Entries provided.
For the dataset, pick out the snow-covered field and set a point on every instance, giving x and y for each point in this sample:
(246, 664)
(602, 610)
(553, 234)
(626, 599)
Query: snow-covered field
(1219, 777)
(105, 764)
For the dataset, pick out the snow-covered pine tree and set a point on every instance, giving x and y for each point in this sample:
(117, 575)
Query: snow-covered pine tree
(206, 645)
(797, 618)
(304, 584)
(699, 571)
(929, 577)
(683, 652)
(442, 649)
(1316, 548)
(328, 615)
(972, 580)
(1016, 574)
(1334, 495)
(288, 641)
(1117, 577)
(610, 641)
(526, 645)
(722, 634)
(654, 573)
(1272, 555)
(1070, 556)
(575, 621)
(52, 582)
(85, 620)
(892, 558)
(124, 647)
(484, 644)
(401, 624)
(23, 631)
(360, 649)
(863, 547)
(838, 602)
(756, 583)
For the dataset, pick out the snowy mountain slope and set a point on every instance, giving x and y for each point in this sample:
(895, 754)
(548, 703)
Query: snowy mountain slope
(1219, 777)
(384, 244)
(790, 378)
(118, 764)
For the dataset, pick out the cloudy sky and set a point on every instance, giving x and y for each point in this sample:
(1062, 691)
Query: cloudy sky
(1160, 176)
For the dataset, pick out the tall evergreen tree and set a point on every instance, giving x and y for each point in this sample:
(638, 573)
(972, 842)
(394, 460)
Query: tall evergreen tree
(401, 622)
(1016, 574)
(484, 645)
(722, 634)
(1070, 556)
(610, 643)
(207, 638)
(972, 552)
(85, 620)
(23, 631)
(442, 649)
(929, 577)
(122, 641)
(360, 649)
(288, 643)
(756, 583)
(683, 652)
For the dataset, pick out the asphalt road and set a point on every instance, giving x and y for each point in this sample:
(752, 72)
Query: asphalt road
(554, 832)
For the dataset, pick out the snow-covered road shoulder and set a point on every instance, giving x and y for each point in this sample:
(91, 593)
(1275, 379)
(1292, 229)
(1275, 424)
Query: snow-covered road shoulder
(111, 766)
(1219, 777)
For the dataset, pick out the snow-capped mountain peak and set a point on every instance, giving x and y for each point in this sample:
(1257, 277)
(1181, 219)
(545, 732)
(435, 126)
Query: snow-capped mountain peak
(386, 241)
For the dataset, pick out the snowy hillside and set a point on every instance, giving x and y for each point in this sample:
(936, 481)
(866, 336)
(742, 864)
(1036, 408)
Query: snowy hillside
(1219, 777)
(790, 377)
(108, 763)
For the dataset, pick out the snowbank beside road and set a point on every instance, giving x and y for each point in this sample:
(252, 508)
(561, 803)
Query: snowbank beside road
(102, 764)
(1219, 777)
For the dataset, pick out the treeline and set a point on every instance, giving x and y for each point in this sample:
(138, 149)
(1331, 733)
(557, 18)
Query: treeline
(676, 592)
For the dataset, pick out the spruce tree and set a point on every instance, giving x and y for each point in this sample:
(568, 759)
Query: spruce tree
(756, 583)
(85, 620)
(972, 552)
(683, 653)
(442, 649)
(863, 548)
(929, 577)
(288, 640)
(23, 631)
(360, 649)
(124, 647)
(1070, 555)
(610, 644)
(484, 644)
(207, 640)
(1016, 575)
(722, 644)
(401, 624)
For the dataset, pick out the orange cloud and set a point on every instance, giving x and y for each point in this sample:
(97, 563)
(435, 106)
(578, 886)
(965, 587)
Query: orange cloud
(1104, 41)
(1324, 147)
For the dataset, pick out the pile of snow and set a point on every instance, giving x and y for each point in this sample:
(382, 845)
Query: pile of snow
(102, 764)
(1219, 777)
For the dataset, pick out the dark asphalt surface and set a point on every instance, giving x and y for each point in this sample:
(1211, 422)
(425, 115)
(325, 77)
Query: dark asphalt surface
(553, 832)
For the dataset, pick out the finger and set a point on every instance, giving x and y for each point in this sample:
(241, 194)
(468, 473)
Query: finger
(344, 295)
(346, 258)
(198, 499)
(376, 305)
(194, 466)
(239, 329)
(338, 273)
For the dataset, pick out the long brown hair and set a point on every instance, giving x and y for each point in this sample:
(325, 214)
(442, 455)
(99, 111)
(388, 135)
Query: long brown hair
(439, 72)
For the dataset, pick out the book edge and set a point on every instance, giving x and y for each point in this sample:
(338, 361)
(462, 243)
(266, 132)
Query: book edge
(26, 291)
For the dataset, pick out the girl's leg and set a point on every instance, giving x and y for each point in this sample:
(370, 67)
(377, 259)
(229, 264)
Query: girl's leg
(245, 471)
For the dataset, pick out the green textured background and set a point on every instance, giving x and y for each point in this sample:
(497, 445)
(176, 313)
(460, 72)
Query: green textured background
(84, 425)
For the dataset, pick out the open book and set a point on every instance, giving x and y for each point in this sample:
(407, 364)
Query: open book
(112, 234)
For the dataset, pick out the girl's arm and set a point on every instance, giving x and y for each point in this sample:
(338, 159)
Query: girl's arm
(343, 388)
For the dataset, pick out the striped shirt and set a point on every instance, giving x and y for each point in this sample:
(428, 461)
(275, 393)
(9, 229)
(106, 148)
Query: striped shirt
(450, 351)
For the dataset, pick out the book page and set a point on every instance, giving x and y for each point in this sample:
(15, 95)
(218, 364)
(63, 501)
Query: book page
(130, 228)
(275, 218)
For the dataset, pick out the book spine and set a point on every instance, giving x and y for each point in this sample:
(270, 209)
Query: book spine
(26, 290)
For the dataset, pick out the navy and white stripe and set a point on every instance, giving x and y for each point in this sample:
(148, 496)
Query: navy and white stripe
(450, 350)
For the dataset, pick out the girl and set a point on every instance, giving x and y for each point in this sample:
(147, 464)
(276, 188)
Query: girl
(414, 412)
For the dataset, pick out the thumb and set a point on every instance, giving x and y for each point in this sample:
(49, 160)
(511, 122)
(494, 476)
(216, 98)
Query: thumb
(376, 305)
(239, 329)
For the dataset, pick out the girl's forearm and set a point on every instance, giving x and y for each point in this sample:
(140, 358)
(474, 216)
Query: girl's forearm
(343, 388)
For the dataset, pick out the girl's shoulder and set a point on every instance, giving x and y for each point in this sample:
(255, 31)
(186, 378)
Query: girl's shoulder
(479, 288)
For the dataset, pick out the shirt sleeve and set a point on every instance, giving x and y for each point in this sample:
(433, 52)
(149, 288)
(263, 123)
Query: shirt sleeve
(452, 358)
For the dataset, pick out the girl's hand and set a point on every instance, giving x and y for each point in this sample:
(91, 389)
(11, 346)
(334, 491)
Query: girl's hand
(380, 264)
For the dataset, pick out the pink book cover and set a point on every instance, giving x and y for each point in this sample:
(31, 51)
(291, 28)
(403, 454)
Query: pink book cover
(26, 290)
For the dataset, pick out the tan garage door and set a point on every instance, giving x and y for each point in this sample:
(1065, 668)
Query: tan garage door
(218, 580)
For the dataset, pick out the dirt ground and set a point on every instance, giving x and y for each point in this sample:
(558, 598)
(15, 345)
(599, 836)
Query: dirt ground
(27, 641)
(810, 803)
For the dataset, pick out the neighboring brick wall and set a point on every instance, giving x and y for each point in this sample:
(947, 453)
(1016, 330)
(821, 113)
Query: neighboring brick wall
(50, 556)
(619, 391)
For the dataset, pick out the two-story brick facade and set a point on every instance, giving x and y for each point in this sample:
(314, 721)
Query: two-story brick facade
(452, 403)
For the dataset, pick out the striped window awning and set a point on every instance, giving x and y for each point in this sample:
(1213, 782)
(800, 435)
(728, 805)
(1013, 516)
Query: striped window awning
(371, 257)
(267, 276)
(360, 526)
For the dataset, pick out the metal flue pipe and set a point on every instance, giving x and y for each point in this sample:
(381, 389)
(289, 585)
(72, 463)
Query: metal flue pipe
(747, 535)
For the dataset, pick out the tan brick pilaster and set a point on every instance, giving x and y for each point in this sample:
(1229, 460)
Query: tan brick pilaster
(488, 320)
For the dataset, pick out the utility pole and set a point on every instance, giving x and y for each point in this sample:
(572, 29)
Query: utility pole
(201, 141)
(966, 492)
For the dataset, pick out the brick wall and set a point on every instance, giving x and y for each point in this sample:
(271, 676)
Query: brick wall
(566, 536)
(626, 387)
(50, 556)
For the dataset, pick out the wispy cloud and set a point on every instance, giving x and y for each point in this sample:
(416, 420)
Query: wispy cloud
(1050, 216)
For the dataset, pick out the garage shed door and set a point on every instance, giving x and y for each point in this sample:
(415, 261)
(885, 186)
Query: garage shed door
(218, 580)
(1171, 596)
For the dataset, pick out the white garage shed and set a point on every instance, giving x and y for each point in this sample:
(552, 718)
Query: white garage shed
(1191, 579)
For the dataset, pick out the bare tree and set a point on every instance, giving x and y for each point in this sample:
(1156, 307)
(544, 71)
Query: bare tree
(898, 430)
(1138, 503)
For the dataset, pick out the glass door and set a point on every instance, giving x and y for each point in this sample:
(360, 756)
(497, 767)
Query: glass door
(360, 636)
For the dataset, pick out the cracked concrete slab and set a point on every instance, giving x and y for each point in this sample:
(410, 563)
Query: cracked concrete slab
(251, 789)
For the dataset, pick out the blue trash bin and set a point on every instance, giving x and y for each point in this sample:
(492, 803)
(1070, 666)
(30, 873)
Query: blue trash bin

Aim of the task.
Give back exactly the lines from the line holding "For the dataset, pick out the metal" through the last line of the listing, including both.

Solution to this exercise.
For the dataset, pick out the metal flue pipe and set a point on every instance, giving x and y for each point in this sample:
(381, 389)
(289, 585)
(72, 463)
Query: metal flue pipe
(747, 535)
For the dataset, pick out the tan brick pilaster and set a point on every instance, giving x and y for each point in this sample:
(1229, 460)
Query: tan brick pilaster
(488, 320)
For the dataset, pick out the utility pole and set a point on every instance, giving x and y for each point in this sample:
(572, 29)
Query: utility pole
(201, 141)
(966, 492)
For the dataset, pick out the brick wall and set a point on every instance, giving x and y for each point in this sample:
(271, 676)
Query: brick wall
(566, 536)
(626, 387)
(50, 556)
For the dataset, pick out the wispy cloud and set a point on every instance, giving x and y for each point in this sample:
(416, 420)
Query: wispy cloud
(1050, 216)
For the dataset, pick out the garage shed door and set a point on every instance, giving x and y for each point in this sample:
(415, 261)
(885, 186)
Query: garage shed door
(218, 580)
(1171, 596)
For the dataset, pick out the white garage shed and set a point on every instance, giving x and y for each point in this sample:
(552, 718)
Query: white garage shed
(1191, 579)
For the dataset, pick out the bare tree and set a point on every instance, giving x and y for each point in this sample:
(1156, 307)
(544, 71)
Query: bare tree
(898, 430)
(1138, 503)
For the dataset, pick out the glass door and set a point on every instance, giving x and y for each point in this sample:
(360, 756)
(497, 767)
Query: glass door
(360, 636)
For the dataset, pick out the cracked concrete slab and set a point on every instance, giving x and y for each point in this sample:
(410, 563)
Query: cracked concrete slab
(251, 789)
For the dataset, pick out the blue trash bin and set a point on every instance, giving x and y for each point in this sample:
(492, 803)
(1070, 666)
(30, 873)
Query: blue trash bin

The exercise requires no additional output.